After that, the photosensitive polyimide material 5 is applied on
the passivation film 4, exposed, and developed, thereby forming an
etching mask made of the polyimide material 5.
[0041] After curing the polyimide material 5 as shown in FIG. 3B,
as shown in FIG. 3C, the passivation film 4 is etched by using the
cured polyimide material 5 as an etching mask to a thickness of an
extent that the Cu wiring 3 is not exposed. At the time of etching
the passivation film 4, the surface of the polyimide material 5
becomes a polyimide altered layer 25a.
[0042] After that, the polyimide altered layer 25a is removed as
shown in FIG. 4D, and the residual passivation layer 4 is further
etched to thereby expose the Cu wiring 3 as shown in FIG. 4E.
Although a polyimide altered layer 25b is formed again by the
etching of this time, since the etching amount is small, the
polyimide altered layer 25b is thinner than the polyimide altered
layer 15a formed in the second embodiment. The occurrence of dusts
at the time of forming bumps in an assembling process at a later
time is therefore suppressed, and the occurrence of a defect is
suppressed.
[0043] A fourth embodiment of the invention will now be described.
In the fourth embodiment, the dimensional accuracy of the
passivation film can be improved.
----
** Objectives **
1 > Answer these questions from the patent excerpt:
(a) What does the surface of the polyimide material 5 become when the passivation film 4 is etched?
(b) Which layer is the polyimide altered layer 25b thinner than?
(c) What can be improved in the fourth embodiment?
2 > Print the part of the patent excerpt starting at "[0041] After curing" and ending at "in FIG. 4E.".
3 > Does each statement below agree with the patent excerpt? Answer yes or no, and quote the words that decide it.
(a) The passivation film 4 is first etched until the Cu wiring 3 is exposed.
(b) The polyimide altered layer 25a is removed before the residual passivation layer is etched further.
(c) Dust during bump formation in a later assembling process is suppressed.
----
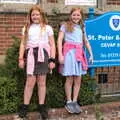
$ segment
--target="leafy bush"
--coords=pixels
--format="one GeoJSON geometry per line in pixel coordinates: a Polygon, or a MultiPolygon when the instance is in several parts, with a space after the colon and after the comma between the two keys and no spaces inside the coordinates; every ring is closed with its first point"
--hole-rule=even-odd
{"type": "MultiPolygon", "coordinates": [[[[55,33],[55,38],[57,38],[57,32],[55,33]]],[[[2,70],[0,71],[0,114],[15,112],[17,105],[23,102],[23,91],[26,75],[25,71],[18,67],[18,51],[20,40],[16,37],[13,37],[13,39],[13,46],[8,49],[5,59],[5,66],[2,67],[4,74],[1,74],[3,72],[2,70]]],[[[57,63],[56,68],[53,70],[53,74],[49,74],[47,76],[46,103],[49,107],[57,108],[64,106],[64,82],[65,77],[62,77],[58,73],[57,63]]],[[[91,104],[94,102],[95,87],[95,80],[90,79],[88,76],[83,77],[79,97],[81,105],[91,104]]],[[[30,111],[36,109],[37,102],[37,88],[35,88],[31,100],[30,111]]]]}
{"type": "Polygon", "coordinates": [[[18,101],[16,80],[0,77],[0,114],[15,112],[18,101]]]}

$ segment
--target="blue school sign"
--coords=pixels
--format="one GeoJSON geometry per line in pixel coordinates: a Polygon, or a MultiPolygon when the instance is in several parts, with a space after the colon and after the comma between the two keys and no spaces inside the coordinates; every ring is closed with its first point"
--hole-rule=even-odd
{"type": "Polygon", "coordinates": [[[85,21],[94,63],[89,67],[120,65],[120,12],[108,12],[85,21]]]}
----
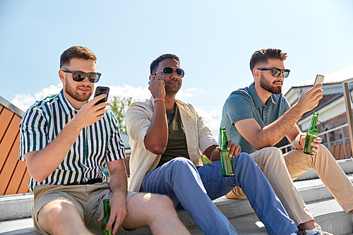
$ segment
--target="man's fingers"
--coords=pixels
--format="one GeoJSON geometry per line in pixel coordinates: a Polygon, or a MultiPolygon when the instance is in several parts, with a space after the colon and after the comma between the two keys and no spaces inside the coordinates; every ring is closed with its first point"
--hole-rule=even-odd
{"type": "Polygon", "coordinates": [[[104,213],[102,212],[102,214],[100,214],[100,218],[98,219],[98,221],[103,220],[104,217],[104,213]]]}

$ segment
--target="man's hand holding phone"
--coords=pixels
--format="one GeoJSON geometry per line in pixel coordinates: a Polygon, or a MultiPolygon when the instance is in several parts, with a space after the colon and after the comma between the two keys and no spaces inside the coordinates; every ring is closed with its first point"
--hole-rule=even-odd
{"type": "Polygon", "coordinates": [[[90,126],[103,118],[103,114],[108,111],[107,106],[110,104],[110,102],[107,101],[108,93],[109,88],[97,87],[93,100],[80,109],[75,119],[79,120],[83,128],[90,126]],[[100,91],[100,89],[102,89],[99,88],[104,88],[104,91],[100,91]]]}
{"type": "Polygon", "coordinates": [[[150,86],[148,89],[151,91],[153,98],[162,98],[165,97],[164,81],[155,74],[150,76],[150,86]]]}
----
** Task-by-task answers **
1 >
(a) A polyimide altered layer 25a.
(b) The polyimide altered layer 15a formed in the second embodiment.
(c) The dimensional accuracy of the passivation film.

2 >
[0041] After curing the polyimide material 5 as shown in FIG. 3B,
as shown in FIG. 3C, the passivation film 4 is etched by using the
cured polyimide material 5 as an etching mask to a thickness of an
extent that the Cu wiring 3 is not exposed. At the time of etching
the passivation film 4, the surface of the polyimide material 5
becomes a polyimide altered layer 25a.
[0042] After that, the polyimide altered layer 25a is removed as
shown in FIG. 4D, and the residual passivation layer 4 is further
etched to thereby expose the Cu wiring 3 as shown in FIG. 4E.

3 >
(a) No: "to a thickness of an extent that the Cu wiring 3 is not exposed"
(b) Yes: "the polyimide altered layer 25a is removed as shown in FIG. 4D, and the residual passivation layer 4 is further etched"
(c) Yes: "The occurrence of dusts at the time of forming bumps in an assembling process at a later time is therefore suppressed"